EXTRACT TO READ:
========
Organizers of the two-year-old Gay8 celebration on Miami’s Calle Ocho on Tuesday cancelled the 2018 festival after city officials granted a permit to a competing event planned for the same date in January.
The festival, founded by a group of community volunteers led by Damian Pardo and Joe Cardona, had been held during the three-day Martin Luther King, Jr. holiday weekend in 2016 and 2017. In its first year, Gay8 attracted 17,000 people and this January drew more than 30,000 attendees to Little Havana.
In June, according to emails from city officials cited by Gay8, the city of Miami’s Office of Film and Entertainment issued a permit to the local Univision affiliate to produce the annual Three Kings Day parade on Jan. 11.
A 48-year tradition in the Hispanic community that coincides with the Catholic feast of Epiphany, the parade has been held on a variety of weekends in January through the years, regardless of the official date of the feast.
Organizers of the “Gay Ocho” festival accuse city officials of ignoring the success of previous festivals and shunning the gay community.
========
ENTRIES SHOWN:
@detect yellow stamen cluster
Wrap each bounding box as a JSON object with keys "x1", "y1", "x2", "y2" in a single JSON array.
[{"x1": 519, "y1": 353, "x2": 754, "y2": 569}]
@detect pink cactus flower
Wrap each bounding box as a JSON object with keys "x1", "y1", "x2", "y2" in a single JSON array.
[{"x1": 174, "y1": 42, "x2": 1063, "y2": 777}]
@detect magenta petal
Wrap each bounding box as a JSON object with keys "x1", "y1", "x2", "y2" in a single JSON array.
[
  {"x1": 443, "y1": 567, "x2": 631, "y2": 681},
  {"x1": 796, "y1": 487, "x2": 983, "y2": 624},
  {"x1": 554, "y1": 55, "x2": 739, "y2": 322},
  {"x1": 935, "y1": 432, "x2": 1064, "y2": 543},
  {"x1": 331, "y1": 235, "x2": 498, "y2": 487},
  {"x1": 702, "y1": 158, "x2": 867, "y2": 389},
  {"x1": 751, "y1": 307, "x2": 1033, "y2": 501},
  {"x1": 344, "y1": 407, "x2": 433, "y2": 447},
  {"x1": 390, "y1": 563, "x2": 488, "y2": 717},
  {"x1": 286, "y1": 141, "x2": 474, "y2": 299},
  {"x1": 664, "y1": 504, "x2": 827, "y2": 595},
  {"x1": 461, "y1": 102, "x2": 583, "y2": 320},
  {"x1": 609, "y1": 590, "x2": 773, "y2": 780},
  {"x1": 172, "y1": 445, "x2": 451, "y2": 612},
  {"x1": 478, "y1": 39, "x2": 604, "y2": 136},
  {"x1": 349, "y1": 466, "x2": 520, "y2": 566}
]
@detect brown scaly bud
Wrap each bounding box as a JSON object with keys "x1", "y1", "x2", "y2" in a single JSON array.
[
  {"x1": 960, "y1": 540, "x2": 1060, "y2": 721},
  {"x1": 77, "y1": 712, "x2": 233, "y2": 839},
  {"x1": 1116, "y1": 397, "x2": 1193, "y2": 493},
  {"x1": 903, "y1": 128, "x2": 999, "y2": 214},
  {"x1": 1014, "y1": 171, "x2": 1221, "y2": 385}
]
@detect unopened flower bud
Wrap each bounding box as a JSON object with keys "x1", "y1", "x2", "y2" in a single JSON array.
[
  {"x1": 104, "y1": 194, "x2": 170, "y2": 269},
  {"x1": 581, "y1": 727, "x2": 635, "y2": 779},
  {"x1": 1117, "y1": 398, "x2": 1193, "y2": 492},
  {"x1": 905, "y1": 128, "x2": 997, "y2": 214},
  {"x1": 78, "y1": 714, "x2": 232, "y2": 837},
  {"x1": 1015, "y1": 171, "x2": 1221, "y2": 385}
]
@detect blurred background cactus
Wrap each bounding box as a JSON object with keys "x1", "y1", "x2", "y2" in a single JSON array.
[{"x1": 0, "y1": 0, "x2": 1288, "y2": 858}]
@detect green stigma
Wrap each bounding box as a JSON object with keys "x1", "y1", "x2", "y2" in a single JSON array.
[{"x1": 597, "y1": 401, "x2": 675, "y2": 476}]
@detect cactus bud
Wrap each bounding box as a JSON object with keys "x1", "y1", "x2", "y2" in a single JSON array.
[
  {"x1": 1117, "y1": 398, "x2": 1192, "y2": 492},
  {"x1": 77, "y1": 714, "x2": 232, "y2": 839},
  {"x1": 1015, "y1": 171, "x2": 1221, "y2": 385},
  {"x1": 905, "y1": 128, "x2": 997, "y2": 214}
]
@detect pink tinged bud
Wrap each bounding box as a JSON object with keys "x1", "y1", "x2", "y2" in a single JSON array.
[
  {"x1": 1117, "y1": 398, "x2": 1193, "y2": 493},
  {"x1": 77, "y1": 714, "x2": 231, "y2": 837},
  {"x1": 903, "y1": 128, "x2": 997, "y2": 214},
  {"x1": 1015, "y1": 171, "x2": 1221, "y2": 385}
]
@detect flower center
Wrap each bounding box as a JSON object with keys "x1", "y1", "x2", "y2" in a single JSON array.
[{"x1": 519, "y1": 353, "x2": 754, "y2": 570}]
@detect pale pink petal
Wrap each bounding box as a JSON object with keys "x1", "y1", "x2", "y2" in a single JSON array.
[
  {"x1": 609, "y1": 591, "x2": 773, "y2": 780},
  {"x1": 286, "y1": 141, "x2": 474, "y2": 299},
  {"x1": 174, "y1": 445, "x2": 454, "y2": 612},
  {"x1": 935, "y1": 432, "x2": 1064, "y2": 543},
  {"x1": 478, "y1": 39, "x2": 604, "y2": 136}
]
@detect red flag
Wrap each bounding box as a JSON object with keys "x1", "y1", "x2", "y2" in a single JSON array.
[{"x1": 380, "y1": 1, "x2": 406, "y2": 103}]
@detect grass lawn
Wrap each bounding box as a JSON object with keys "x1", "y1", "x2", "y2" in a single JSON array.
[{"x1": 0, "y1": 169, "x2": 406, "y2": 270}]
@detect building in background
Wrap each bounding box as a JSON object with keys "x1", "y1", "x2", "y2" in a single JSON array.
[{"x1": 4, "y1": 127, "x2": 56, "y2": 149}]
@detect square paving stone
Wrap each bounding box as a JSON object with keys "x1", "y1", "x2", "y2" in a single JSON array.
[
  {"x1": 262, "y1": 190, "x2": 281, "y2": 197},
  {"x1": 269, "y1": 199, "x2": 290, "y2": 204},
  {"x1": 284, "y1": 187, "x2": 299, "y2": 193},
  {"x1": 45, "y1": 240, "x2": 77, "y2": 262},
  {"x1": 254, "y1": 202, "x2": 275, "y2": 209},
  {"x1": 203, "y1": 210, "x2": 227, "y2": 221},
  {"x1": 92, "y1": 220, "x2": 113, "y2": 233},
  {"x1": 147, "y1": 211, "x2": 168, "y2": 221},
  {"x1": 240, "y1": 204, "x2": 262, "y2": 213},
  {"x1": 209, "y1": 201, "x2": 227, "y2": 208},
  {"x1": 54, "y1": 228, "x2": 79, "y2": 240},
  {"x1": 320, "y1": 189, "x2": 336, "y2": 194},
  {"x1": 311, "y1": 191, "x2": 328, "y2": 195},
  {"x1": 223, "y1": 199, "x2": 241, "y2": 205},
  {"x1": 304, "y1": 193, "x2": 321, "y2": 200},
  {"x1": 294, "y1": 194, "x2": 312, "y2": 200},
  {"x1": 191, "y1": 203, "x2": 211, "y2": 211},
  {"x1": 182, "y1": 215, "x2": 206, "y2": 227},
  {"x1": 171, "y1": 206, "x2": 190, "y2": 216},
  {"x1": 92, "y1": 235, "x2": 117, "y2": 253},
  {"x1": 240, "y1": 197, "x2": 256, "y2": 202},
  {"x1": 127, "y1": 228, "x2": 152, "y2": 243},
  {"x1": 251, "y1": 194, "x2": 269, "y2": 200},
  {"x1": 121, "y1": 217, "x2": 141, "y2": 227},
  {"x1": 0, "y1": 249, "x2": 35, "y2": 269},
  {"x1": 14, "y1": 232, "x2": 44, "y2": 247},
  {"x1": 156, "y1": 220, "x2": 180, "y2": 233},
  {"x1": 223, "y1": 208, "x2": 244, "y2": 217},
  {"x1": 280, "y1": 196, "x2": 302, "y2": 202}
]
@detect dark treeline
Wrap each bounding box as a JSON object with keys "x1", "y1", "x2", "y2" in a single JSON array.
========
EXERCISE INSTRUCTIONS:
**A.** Please name every place mentioned in the article on the Gay8 festival.
**B.** Continue the article on the Gay8 festival from its last sentence.
The entries have no connection to the article on the Gay8 festival.

RESPONSES BY TASK:
**A.** Miami, Calle Ocho, Little Havana

**B.**
Pardo argued in a telephone interview that city officials were aware of the planned date for Gay8 and made no effort to inform them of the parade date when Univision submitted its request. The city’s website, he pointed out, notes that all permit applications are “subject to internal approval.”
“What we’re protesting is that their internal process didn’t include us,” he said. The permit was awarded “without notice, without the courtesy of a phone call or a conversation. The solution is to bring people to the table and right now we have a table with empty seats. The city doesn’t seem to be interested.”
Diana Gonzalez, city communications director, responded, “The festival organizers did not submit a permit and have yet to submit a permit. The system at the city is first-come, first-served.”
Her colleague who oversees the process for the film and entertainment office, Vicente Betancourt, added, “It’s unfortunate they didn’t apply sooner. Historically, that weekend has always been very active.”
They pointed out that last year Univision submitted its request for the same date as Gay8, but were denied because Gay8 had filed first. The parade was held on another weekend.
Betancourt suggested that organizers consider holding Gay8 on Saturday, Jan. 13 and said the city would be willing to help resolve the situation as quickly as possible.
“We are supportive of the Three Kings parade and Univision has been a sponsor of our event,” said Pardo. “Our beef isn’t with them, it’s with the city.”
Requests from the local Univision affiliate to comment were not returned by press time.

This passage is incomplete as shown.